Problems to work on >>
(1) In the monitoring passage, what can technology base the clustering of alerts into single incidents on?
(2) Extend the monitoring passage past its final sentence.

Text segment >>
###
One way around this would be to mine the information across a diverse set of customer operational data; the fact that I had an issue with Zookeeper that had quorum configuration as the root cause, and I resolved it, may mean that the issue shouldn’t recur for me but that knowledge may be useful to other companies running zookeeper. Of course, there are problems here not only with data privacy but also data labeling and training. If I identify my zookeeper nodes as z1.prod, with tags #zookeeper and #prod and you call yours n34.lax.us.west with tags #quorum and #live — how is commonality to be established so that the training lessons can be applied?

Technology can certainly add value to monitoring systems now — it can cluster alerts from different systems together into single incidents, based on commonalities of time, and (ideally) a knowledge of the topology and dependencies of the system. This can help reduce alert overload and help simplify root cause detection. It is arguable whether this is AI, however. (Note that the ideal state of ‘knowing’ dependencies may not be possible for the system, at least at an individual transaction level, as dependencies can change with load; whether data is cached or not; whenever new code is deployed; or whenever new nodes or containers are added/removed. Note also that changes in dependencies that cause incidents may not be known by the monitoring system (as the communication mechanisms may themselves be disrupted by the incident) so the monitoring may be misidentifying some alerts as related to the incident based on old data. As the Google team puts it “Few teams at Google maintain complex dependency hierarchies because our infrastructure has a steady rate of continuous refactoring.“)
###
Data section >>

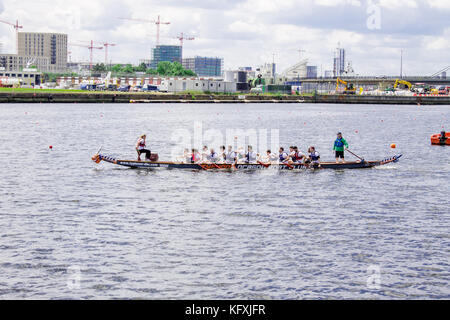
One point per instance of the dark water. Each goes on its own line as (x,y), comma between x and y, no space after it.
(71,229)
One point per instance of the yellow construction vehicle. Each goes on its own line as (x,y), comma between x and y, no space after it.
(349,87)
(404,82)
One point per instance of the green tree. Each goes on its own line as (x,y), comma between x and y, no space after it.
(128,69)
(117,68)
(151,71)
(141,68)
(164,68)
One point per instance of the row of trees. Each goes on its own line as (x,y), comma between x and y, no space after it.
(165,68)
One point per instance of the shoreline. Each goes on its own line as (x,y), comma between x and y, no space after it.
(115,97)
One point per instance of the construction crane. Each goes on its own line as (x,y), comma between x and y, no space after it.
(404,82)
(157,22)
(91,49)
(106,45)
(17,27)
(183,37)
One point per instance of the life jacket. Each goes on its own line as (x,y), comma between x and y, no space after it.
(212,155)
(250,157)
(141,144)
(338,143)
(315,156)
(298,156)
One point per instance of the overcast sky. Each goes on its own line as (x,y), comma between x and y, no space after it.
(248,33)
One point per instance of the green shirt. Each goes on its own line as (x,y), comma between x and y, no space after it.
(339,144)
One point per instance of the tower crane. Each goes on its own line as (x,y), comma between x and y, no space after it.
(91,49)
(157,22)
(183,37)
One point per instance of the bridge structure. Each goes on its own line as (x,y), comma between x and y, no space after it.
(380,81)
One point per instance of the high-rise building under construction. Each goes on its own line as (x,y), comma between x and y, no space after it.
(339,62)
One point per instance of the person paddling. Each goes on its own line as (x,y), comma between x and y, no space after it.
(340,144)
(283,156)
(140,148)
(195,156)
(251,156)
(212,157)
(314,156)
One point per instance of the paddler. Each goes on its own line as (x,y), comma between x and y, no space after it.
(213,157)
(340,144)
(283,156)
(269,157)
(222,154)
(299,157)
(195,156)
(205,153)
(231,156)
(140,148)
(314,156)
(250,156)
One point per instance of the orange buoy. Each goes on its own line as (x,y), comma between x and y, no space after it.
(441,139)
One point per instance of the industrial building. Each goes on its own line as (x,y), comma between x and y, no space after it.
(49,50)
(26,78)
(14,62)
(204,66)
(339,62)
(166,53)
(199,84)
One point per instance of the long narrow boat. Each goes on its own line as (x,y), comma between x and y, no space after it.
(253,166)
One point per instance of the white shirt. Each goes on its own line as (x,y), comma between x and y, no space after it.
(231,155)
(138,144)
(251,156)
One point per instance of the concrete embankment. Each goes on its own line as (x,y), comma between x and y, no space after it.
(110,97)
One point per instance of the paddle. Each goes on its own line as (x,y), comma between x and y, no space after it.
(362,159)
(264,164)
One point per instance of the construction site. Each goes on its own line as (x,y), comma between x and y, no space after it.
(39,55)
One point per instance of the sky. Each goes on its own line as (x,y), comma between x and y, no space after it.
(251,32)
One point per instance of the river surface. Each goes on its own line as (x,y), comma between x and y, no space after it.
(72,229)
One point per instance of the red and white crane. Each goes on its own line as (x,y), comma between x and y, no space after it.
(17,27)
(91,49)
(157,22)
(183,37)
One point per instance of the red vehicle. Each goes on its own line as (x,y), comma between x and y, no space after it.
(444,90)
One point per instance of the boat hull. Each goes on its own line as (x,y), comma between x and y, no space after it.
###
Task results >>
(1) Commonalities of time and, ideally, knowledge of the system's topology and dependencies.

(2)
Big Picture AIOps

Looking at AIOps in a broader scope than strict AI does provide the promise of improving monitoring substantially. AIOps is well suited to pointing out discrepancies and anomalies in performance over time. AIOps can alert you to issues caused by releases — for example, that rendering a page used to take 2 database requests — now it takes 10. Identifying deviations in performance between versions of code, and whether they are significant, is going to be an increasingly important role of monitoring as development agility increases. Of course, identifying “this is different than before” is not really AI – it’s statistical processing, done on a large scale, in a system informed by dependency and flow data. The value of AIOps is that it can use topology, information about releases, and dependency data to infer the most likely significant (root-cause like) data changes. It can also apply machine learning to be trained on what the human administrators regard as significant. Given AI is currently well suited to replace human decisions that take less than a second (locating cars, recognizing faces) – there aren’t many such tasks in monitoring a complex data center. However, identifying alerts as not meaningful, or a symptom of some other issue, is one of the tasks that ML can be trained on to alleviate human workload.

This is the direction LogicMonitor plans on taking — to combine performance data, cost data, performance alerts, release data, topology, and dependencies to generate meaningful notifications— and then use machine learning to reduce that set even further to actionable notifications, with suggested (and possibly even automated) resolution.
Speaking as a former network and systems administrator that was often on call — the easier we can make life for the people on the front lines of monitoring and alert response, the better for everyone. And of course, that’s our whole focus at LogicMonitor.